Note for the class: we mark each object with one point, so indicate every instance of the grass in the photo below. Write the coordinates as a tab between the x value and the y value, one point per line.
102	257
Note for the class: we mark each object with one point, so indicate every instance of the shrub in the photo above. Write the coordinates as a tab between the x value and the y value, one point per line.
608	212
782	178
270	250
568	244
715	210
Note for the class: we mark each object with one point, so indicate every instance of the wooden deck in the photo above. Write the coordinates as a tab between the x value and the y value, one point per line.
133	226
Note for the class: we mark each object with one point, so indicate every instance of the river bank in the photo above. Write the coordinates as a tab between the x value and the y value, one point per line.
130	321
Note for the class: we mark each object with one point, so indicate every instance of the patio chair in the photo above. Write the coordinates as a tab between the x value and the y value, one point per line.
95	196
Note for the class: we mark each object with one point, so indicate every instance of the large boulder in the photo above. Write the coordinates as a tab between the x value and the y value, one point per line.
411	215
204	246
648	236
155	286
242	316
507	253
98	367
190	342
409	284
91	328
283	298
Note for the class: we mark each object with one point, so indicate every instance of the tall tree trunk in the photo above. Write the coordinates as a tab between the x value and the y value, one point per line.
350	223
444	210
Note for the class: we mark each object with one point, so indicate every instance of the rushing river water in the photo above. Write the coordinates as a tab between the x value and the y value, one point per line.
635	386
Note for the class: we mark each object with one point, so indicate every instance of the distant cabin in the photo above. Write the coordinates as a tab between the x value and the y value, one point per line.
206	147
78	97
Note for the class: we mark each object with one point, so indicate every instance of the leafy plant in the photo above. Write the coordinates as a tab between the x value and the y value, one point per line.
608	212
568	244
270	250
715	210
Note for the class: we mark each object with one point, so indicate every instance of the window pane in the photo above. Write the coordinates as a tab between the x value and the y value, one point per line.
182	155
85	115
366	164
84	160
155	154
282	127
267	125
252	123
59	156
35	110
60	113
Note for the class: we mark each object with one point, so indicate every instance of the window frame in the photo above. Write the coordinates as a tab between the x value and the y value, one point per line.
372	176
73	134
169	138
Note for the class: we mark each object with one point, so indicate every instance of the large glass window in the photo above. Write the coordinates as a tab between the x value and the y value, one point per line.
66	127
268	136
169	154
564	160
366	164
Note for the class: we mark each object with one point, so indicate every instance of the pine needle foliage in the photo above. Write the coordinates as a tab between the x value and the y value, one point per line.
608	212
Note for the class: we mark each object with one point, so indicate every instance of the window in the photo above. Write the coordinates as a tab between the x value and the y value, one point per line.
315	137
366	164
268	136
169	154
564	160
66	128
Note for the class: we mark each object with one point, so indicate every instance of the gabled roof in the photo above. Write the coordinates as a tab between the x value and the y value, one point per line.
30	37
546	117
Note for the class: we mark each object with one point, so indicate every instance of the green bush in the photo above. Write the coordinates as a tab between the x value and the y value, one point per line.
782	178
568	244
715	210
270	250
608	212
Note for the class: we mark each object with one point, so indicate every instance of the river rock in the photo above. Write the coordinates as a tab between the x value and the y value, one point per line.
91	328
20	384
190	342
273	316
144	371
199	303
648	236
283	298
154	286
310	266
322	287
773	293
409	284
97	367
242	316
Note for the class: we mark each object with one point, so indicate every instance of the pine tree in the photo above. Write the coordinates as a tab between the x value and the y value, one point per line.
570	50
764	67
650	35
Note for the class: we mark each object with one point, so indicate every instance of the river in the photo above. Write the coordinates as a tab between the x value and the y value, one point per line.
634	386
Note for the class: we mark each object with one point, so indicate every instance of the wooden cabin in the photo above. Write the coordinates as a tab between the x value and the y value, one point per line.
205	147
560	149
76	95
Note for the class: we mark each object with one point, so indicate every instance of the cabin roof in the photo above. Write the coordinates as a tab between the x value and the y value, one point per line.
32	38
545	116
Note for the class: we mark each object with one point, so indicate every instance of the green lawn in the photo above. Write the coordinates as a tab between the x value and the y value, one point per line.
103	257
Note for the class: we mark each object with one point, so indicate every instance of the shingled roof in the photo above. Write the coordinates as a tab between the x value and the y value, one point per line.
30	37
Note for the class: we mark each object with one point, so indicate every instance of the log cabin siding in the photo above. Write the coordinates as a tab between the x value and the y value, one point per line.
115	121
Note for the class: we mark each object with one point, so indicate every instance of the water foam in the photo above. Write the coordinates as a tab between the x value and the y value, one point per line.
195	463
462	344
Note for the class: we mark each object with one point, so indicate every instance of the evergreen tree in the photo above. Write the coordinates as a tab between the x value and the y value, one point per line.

——————

## Problem to work on
Repeat the data exactly. Leave nothing out.

## Written reply
Note for the class: we mark each object with one point, so indicate every instance of the grass in the photo below. Write the coordinates as a tab between the x value and the y value, one point per line.
102	257
Note for the class: we mark each object with one point, so indicate every instance of the shrub in the photo above. Write the coordinates as a tab between the x value and the y value, one point per line.
608	212
782	178
270	250
568	244
715	210
Note for the class: we mark each object with one point, so indicate every instance of the wooden deck in the photo above. Write the coordinates as a tab between the x value and the y value, one point per line.
133	226
Note for the class: we mark each object with one point, so indicate every instance of the river bank in the photo above. Write the coordinates as a tab between the x value and the y value, one point per line.
130	321
Note for the class: we mark each object with one point, so indicate every instance of the patio chair in the photo above. Write the coordinates as a tab between the x value and the y value, one point per line.
95	196
Note for the class: we mark each object with one point, so indicate every instance of the large boulder in the photo above. Write the coordinates as a tab between the x value and the y value, one point per line.
411	215
204	246
648	236
155	286
242	316
507	253
98	367
190	342
409	284
91	328
283	298
Note for the class: we mark each object with one point, so indicate every instance of the tall tree trunk in the photo above. Write the coordinates as a tab between the x value and the y value, one point per line.
350	223
444	210
Note for the class: we mark each object with one point, so indicate every instance of the rushing river water in the photo above. Write the coordinates as a tab between the x value and the y value, one point per line.
635	386
Note for the class: we mark each object with one point, so indicate every instance of the distant cabin in the photo above. Write the coordinates as a tab between the x value and the y value, one point per line.
206	147
78	97
Note for the class: we mark each object with one point, so indicate every instance of the leafy plant in the photo above. Write the coordinates as a tab between the x value and the y value, one point per line.
608	212
568	244
270	250
715	210
Note for the class: we mark each object with one point, so indicate every instance of the window pane in the photo above. Write the coordinates as a tab between the x value and the y value, one point per line.
182	155
85	115
366	164
84	160
155	154
282	127
267	125
252	123
59	156
35	110
60	113
Note for the class: we mark each object with one point, so indicate every instance of the window frame in the photo above. Write the coordinates as a tab between the x value and the y value, one point per line.
372	176
73	134
169	138
Note for the class: we mark each object with one point, so indicate every instance of the large glass window in the photo above. Write the coordinates as a tab between the x value and the y value, one point per line.
66	127
268	136
169	154
564	160
366	164
Note for the class: we mark each object with one point, so indicate every instance of the pine needle foliage in the photo above. Write the coordinates as a tab between the x value and the y value, one point per line.
608	212
Note for the class: we mark each object with one point, so indicate every instance of the window in the photo above. Write the coordinates as a tab between the x value and the y value, one point per line.
315	137
366	164
268	136
169	154
564	160
66	128
Note for the class: we mark each object with one point, so indicate every instance of the gabled roof in the photo above. Write the coordinates as a tab between the x value and the y value, one point per line.
30	37
546	117
Note for the class: we mark each object with one point, so indicate every instance of the green bush in the photo above. Write the coordinates as a tab between the x value and the y value, one point per line.
782	178
568	244
715	210
270	250
608	212
Note for the class: we mark each object with one point, so indicate every instance of the river rock in the photo above. Write the coordinates as a tab between the x value and the y value, one point per line.
91	328
20	384
190	342
273	316
144	371
199	303
648	236
283	298
154	286
310	266
322	287
773	293
409	284
97	367
242	316
Note for the class: we mark each object with one point, so indicate every instance of the pine tree in the photo above. Write the coordinates as a tab between the x value and the y value, one point per line.
570	50
764	67
650	35
Note for the class: we mark each object with one point, so indicate every instance of the river in the photo above. Write the coordinates as a tab between the x value and the y value, one point per line.
634	386
Note for the class: we mark each object with one point, so indicate every instance of the wooden cabin in the photo above. Write the coordinates as a tab between the x value and the y value, one point per line.
205	147
560	149
76	95
Note for the class: we mark each object with one point, so indicate every instance of the cabin roof in the photo above. Write the coordinates as a tab between the x value and the y value, one point per line.
32	38
545	116
Note for the class: we mark each object with one point, so indicate every instance of the green lawn in the photo above. Write the coordinates as a tab between the x value and the y value, one point per line.
103	257
Note for the class: we mark each object with one point, so indicate every instance of the shingled roof in the photo above. Write the coordinates as a tab between the x value and the y value, one point per line.
30	37
Note for the class: we mark each object with one point, so indicate every instance of the log cabin siding in the photo above. Write the coordinates as a tab between the x value and the y value, one point per line.
115	121
Note for the class: we mark each object with one point, so indicate every instance of the water foam in the photo above. Write the coordinates as a tab between the x value and the y value, one point per line.
195	463
462	344
Note for the class: we mark each object with one point, so indicate every instance of the evergreen tree in the photo above. Write the coordinates as a tab between the x value and the y value, one point per line.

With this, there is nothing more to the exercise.